## WRITTEN TASK
Transcribe the full listing below word for word, omitting the picture.

=== WORKING DATA ===

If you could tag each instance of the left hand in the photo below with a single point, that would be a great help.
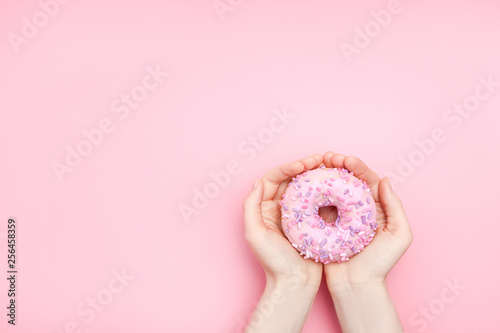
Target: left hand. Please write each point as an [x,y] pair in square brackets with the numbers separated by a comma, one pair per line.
[263,232]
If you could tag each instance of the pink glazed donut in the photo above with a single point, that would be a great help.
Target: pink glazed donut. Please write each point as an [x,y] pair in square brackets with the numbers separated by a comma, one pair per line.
[309,233]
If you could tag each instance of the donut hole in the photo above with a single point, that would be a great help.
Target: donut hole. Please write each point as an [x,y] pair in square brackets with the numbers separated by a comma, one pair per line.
[329,214]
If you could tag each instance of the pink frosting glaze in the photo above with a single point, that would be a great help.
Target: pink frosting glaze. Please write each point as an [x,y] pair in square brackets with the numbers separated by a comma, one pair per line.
[309,233]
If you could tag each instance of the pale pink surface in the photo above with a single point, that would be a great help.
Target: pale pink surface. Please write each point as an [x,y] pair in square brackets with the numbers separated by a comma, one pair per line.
[120,207]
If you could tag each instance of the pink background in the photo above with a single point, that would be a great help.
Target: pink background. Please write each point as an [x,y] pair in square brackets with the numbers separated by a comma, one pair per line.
[119,208]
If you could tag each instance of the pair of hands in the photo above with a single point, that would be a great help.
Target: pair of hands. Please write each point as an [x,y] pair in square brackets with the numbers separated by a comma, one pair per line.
[282,263]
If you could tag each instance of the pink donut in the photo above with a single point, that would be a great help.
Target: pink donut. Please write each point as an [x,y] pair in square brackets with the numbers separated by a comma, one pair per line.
[309,233]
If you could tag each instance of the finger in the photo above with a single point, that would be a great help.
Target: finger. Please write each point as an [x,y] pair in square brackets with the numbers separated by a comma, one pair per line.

===

## SOLUTION TO THE PROBLEM
If you could tag each instance of the left hand in the photo below with a single point, that would be a great help.
Target: left hand. Please write each point as an [x,y] pair in square brackets with the numbers separated by a comma, one pair per line.
[263,232]
If you could tag each instance of the pink glazed donut in the photo above with a single point, that would be a great help.
Target: pink glazed donut. Please write each point as an [x,y] pair in square brackets with the numbers separated by a comma, one pair per line.
[309,233]
If you could tag each instance of the donut hole in the photo above with a single point, that would be a great help.
Target: donut hole. Please write each point as an [x,y] pair in square brackets with the numbers separated by a comma, one pair per line.
[329,214]
If you could tag each instance of the pink frosting glaze in the photo above with a single point, that would be a great help.
Target: pink frosting glaze. Please write each point as an [x,y] pair in square brackets with the numbers separated by a comma, one pair per line.
[309,233]
If you could tag each instance of the pale pink surface in the photo above with a single point, that would be a great help.
Target: pale pink surface. Please write each point as an [x,y] pair in square brackets with the numbers separated by a comma, one pair per line.
[120,207]
If you could tag each instance of the pink background in the photo above with a single point, that would be a great help.
Target: pink background. Please write each point as an [x,y] pair in square brackets with the numbers separated by a comma, one pair per line.
[119,208]
If you could tag each instance of the pair of hands in the photo above with a single point, that would be a great help.
Target: pair of hands. Please write each point as an [x,y] pair in square brackets with the numbers separated by a comma, one pair per line.
[282,263]
If you could tag each instance of the pink donut in the photo above with a single point, that would be a great help.
Target: pink donut. Please write each point as an [x,y] pair in square brackets with the numbers separated by a comma, one pair per line.
[309,233]
If you could tag each instance of the finger in the photo above with a single point, that would be a great help.
Target: finger. Please write each point as an [x,y] pair in square brackets with the numbers separated by a comma, one pair per line.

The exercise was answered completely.